_Point-based annotation data_
-- Start --

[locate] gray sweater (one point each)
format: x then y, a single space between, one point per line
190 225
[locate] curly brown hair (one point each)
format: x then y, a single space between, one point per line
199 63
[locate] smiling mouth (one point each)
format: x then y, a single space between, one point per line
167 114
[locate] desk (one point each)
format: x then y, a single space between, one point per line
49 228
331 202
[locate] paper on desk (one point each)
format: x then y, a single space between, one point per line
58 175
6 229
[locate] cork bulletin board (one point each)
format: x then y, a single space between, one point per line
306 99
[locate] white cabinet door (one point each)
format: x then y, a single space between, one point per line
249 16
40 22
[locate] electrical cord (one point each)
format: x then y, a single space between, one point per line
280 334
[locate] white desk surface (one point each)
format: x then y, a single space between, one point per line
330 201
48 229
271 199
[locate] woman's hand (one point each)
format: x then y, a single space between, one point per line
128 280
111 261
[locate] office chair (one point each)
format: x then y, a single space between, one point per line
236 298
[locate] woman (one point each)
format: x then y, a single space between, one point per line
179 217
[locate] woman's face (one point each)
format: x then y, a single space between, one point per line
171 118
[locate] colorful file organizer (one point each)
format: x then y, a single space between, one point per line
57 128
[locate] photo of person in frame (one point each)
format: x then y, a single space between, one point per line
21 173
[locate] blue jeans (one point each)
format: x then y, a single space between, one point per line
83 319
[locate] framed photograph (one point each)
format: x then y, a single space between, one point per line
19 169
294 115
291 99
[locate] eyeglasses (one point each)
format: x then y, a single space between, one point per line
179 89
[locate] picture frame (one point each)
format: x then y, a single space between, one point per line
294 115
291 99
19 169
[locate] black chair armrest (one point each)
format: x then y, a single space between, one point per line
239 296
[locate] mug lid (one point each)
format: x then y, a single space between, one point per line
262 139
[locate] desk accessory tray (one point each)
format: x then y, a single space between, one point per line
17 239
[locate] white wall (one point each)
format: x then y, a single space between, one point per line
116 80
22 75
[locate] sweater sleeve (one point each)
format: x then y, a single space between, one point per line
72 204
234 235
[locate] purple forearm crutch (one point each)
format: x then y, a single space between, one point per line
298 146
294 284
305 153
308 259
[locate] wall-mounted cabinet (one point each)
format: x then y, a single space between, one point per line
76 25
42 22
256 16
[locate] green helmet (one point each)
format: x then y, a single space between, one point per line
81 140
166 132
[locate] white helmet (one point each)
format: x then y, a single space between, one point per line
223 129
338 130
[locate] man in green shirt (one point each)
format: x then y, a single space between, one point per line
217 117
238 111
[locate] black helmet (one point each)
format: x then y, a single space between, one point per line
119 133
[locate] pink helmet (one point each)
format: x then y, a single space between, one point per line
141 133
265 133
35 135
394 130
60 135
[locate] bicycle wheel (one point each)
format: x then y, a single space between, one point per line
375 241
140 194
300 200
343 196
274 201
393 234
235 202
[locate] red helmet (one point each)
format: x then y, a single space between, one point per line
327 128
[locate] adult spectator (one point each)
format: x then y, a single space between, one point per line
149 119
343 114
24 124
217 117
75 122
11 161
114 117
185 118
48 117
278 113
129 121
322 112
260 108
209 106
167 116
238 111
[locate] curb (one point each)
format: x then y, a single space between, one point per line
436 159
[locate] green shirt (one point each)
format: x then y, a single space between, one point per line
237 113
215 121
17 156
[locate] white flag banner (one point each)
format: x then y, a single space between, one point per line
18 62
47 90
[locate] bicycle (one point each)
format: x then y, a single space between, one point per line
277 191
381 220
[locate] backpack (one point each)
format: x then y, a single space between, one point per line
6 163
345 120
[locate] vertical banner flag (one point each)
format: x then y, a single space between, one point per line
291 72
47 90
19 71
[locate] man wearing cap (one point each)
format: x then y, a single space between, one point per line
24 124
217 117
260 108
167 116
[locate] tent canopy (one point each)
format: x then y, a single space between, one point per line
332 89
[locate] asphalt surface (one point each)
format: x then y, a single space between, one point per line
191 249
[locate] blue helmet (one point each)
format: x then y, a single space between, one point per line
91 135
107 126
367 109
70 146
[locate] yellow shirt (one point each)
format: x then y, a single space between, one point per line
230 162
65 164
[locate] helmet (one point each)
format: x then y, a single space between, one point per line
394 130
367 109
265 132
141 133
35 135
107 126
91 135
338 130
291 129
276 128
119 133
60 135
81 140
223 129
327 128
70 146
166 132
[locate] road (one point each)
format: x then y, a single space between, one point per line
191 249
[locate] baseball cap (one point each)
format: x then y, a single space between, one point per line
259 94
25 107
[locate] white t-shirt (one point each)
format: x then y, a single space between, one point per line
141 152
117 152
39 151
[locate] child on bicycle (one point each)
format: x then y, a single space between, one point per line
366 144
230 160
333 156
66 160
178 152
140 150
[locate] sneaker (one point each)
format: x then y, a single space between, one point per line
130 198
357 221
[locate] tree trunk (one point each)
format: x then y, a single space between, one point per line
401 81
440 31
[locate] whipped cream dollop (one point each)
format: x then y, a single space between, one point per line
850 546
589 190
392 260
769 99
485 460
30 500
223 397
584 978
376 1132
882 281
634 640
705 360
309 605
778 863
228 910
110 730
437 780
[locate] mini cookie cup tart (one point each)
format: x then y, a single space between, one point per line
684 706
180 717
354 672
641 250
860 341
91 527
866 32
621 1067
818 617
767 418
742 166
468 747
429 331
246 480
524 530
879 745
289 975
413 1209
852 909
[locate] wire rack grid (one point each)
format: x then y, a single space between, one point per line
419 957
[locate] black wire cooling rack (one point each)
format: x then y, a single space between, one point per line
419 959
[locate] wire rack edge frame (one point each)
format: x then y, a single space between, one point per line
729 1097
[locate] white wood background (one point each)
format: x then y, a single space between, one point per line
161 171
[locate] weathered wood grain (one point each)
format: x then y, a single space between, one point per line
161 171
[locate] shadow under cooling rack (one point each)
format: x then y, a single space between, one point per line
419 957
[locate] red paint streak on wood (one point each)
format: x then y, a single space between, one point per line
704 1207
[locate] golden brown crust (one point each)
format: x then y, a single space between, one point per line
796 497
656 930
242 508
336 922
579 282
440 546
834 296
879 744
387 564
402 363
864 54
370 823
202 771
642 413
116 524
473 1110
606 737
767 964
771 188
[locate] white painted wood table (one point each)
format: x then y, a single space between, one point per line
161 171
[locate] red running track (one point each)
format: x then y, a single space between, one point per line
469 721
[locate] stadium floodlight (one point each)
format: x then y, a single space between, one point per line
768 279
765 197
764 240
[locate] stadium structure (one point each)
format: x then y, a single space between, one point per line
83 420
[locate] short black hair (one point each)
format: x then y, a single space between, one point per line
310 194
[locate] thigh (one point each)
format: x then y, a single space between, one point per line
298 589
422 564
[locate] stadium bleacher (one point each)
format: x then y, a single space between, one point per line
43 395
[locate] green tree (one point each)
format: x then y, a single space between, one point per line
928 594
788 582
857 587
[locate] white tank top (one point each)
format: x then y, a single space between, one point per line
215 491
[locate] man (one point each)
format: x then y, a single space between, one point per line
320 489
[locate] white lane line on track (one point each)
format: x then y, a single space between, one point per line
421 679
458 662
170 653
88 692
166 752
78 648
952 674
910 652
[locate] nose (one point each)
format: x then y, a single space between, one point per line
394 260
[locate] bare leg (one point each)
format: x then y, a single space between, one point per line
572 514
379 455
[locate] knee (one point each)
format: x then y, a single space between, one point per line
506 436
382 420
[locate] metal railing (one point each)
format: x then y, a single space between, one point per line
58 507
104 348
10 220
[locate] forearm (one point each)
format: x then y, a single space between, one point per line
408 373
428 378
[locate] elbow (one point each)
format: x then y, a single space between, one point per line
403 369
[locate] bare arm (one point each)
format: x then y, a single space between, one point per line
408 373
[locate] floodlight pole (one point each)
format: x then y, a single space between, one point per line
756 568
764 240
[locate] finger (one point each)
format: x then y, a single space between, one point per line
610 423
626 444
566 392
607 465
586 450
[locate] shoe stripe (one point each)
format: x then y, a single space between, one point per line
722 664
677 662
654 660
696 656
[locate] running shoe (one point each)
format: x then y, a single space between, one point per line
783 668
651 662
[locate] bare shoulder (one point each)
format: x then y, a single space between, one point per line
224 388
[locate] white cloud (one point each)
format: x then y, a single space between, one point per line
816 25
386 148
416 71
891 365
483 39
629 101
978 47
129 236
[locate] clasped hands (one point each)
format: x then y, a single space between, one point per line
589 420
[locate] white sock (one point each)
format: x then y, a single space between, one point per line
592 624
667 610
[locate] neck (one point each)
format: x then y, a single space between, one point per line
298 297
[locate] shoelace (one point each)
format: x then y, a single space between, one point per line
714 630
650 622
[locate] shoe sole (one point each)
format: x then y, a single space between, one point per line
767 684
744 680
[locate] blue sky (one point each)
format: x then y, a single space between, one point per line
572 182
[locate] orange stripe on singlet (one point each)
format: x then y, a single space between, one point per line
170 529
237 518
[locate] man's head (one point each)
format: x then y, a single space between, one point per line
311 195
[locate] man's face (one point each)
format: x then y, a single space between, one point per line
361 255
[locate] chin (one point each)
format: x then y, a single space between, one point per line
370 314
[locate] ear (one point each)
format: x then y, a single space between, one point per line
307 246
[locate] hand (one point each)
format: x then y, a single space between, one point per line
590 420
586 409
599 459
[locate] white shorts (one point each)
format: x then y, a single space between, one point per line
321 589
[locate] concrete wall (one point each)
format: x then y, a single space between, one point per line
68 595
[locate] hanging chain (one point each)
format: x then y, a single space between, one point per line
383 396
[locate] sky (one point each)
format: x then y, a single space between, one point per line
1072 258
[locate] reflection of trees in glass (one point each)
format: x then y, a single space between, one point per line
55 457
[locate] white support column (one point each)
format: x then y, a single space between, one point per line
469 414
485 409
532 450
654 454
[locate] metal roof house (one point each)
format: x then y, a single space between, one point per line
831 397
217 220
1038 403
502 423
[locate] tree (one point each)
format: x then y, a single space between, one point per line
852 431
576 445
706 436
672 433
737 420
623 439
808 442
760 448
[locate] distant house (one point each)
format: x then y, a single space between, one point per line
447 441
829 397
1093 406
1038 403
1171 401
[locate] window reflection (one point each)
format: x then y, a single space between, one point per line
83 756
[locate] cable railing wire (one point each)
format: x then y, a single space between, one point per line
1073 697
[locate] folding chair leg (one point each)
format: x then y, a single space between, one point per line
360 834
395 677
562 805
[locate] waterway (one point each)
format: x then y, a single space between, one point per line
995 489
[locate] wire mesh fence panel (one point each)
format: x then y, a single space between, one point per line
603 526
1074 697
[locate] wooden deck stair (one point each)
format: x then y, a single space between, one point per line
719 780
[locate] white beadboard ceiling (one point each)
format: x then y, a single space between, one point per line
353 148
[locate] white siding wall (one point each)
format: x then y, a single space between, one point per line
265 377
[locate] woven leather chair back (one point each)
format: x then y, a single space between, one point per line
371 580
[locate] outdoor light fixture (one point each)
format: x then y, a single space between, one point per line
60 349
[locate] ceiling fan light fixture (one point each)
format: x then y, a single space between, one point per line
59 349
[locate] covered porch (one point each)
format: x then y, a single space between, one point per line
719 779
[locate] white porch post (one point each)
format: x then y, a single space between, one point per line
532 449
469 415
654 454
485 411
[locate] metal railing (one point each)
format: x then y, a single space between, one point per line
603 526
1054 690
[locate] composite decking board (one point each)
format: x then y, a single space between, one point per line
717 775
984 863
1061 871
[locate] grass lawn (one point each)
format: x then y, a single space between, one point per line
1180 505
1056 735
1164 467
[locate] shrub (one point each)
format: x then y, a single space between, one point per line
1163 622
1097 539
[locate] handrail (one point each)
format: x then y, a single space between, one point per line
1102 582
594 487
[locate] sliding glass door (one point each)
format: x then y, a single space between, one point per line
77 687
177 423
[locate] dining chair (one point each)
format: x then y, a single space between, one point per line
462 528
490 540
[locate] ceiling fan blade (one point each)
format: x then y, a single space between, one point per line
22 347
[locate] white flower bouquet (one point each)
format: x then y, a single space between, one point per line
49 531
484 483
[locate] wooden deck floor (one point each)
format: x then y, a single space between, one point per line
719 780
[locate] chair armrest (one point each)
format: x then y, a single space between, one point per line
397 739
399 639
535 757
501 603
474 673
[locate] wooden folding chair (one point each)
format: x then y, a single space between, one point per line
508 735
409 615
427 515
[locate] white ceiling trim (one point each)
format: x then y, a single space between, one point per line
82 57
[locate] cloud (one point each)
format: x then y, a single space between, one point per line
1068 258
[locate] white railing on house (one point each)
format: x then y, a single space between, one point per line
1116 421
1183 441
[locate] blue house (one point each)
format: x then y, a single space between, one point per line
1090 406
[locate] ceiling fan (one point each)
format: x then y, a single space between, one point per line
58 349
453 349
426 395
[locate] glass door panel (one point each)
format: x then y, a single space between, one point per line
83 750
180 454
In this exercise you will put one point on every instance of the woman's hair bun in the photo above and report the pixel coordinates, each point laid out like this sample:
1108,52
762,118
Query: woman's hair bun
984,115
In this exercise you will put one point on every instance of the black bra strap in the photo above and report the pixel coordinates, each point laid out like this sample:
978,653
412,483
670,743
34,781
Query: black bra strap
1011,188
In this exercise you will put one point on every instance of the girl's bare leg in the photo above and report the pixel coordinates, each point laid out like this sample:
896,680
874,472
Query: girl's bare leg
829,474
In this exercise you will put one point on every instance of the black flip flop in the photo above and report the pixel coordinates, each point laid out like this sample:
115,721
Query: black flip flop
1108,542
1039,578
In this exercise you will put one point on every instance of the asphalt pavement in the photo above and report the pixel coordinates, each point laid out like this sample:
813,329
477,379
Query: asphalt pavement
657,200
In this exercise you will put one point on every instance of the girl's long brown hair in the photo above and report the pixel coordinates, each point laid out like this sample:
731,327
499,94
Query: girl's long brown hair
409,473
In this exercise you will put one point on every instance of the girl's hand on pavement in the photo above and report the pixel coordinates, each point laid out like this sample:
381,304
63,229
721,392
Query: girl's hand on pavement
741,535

-- End --

_EXERCISE BRIEF_
Every line from the one containing "[locate] glass door panel (one point each)" through the last line of the entries must be written out verbatim, and no other line.

_FINISHED ANSWER_
[locate] glass door panel (one point each)
format: x then y, a single space between, one point per line
83 750
180 454
In this exercise you will put one point on every instance of the woman's hair bun in the photo above and report the pixel coordinates, each point laid out like this sample:
1108,52
762,118
Query: woman's hair bun
984,115
In this exercise you will put one point on every instance of the black bra strap in the photo above and report the pixel coordinates, each point laid out like this sample:
978,653
412,483
670,743
34,781
Query: black bra strap
1011,188
In this exercise you will put one point on every instance of the girl's bare leg in the photo above and report the pixel coordinates, each point laid out like this sample:
896,680
874,472
Query: girl's bare leg
829,474
In this exercise you will put one point on every instance of the black flip flop in the photo above and report the pixel coordinates, each point laid out like this sample:
115,721
Query: black flip flop
1108,542
1039,578
In this exercise you will put one point on every instance of the asphalt pavement in the photo above and report the pixel coordinates, each point laid out like this sample:
813,329
477,379
Query: asphalt pavement
657,200
In this exercise you will put one point on every instance of the girl's long brown hair in the photo above and report the pixel coordinates, each point laid out like this sample:
731,327
499,94
Query: girl's long brown hair
409,473
In this exercise you will put one point on every instance of the girl's hand on pavement in the photo above and report the pixel coordinates, each point laid out like this sample:
381,304
63,229
721,392
Query: girl's hand on pavement
741,535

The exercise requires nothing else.